Stated problem: Turn every line of the rows below into a Markdown table with the columns "Row," for the line number, and "Line," for its text. Skip blank lines and leave the pictures out.

Record extracts:
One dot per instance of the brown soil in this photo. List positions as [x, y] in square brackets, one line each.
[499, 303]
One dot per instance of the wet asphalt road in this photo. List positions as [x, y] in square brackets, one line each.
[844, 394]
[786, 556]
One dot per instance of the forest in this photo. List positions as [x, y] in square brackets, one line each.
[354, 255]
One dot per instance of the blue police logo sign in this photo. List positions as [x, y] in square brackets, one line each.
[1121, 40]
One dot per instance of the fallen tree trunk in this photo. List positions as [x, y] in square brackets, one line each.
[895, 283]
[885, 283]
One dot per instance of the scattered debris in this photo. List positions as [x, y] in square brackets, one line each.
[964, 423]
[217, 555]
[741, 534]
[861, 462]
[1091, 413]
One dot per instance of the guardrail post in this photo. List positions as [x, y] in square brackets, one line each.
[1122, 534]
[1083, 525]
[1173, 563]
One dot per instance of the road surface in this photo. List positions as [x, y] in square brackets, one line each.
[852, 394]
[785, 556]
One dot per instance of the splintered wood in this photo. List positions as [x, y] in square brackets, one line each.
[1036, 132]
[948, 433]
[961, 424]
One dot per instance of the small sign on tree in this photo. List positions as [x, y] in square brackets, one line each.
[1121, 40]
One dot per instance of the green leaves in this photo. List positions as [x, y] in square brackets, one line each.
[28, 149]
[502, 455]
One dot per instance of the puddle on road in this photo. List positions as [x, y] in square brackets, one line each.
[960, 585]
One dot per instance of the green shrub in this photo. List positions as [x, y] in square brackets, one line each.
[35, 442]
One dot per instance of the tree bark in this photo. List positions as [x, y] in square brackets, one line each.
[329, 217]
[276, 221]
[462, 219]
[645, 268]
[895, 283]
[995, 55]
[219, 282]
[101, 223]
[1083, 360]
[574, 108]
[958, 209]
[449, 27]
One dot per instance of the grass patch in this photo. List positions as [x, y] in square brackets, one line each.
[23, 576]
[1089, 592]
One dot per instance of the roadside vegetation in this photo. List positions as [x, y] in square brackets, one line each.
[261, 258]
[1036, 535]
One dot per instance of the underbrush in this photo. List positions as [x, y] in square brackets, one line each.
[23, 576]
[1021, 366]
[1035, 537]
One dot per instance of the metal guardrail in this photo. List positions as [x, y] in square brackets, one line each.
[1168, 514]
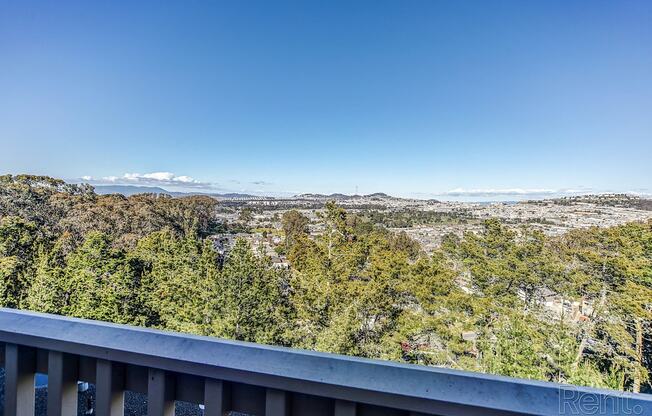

Task output:
| Row | Line |
|---|---|
| 1 | One dot per instance of the brown soil in this photo. List positions as [x, y] in square brackets, one line each. |
| 2 | [499, 303] |
| 3 | One dot per instance of the wet asphalt road in this photo. List positions as [x, y] in square brackets, one line each. |
| 4 | [844, 394] |
| 5 | [786, 556] |
| 6 | One dot per instance of the forest in this photo. List positions as [x, y] in square brackets, one line each. |
| 7 | [354, 255] |
| 8 | One dot per instance of the blue police logo sign in this photo. List positions as [x, y] in square brackets, one line each. |
| 9 | [1121, 40] |
| 10 | One dot per instance of the fallen tree trunk in this photo. List positions as [x, y] in square brackets, one line each. |
| 11 | [895, 283] |
| 12 | [885, 283] |
| 13 | One dot per instance of the scattered debris in this photo. List positions as [x, y] in square brackets, one line each. |
| 14 | [964, 423] |
| 15 | [217, 555] |
| 16 | [741, 534] |
| 17 | [861, 462] |
| 18 | [1091, 413] |
| 19 | One dot per instance of the guardrail post in this photo. List positions as [x, y] in square brackets, one line each. |
| 20 | [1122, 534] |
| 21 | [1083, 525] |
| 22 | [1173, 563] |
| 23 | One dot per instance of the road surface in this photo. List positions as [x, y] in square brackets, one line each. |
| 24 | [852, 394] |
| 25 | [785, 556] |
| 26 | One dot per instance of the splintered wood in this photo. List positions as [x, y] in square brackets, one line each. |
| 27 | [1036, 132] |
| 28 | [948, 433] |
| 29 | [961, 424] |
| 30 | One dot per instance of the small sign on tree in this photo. List positions as [x, y] in square brackets, one line each. |
| 31 | [1121, 40] |
| 32 | One dot per instance of the green leaves in this photo. List positions as [x, y] in square brackets, one line each. |
| 33 | [28, 149] |
| 34 | [502, 455] |
| 35 | One dot per instance of the puddle on road in this photo. List positions as [x, y] in square brackets, one line each. |
| 36 | [960, 585] |
| 37 | One dot per instance of the green shrub in this photo. List positions as [x, y] in square brackets, one line each. |
| 38 | [35, 442] |
| 39 | One dot per instance of the tree bark in this photo. List positions as [x, y] in square brackets, one line each. |
| 40 | [329, 217] |
| 41 | [276, 221] |
| 42 | [462, 219] |
| 43 | [645, 268] |
| 44 | [895, 283] |
| 45 | [995, 55] |
| 46 | [219, 282] |
| 47 | [101, 223] |
| 48 | [1083, 360] |
| 49 | [574, 108] |
| 50 | [958, 209] |
| 51 | [449, 27] |
| 52 | One dot per instance of the grass patch in this photo. List positions as [x, y] in square brackets, one line each. |
| 53 | [23, 576] |
| 54 | [1089, 592] |
| 55 | One dot per instance of the roadside vegetation in this photo. List positions as [x, y] in square brackets, one line each. |
| 56 | [261, 258] |
| 57 | [1036, 535] |
| 58 | One dot per instance of the underbrush in this photo. List positions as [x, y] in square brackets, one line each. |
| 59 | [23, 576] |
| 60 | [1021, 366] |
| 61 | [1035, 537] |
| 62 | One dot per instance of the metal guardrail in this photo. List positions as [x, y] in square brackets, one line each. |
| 63 | [1168, 514] |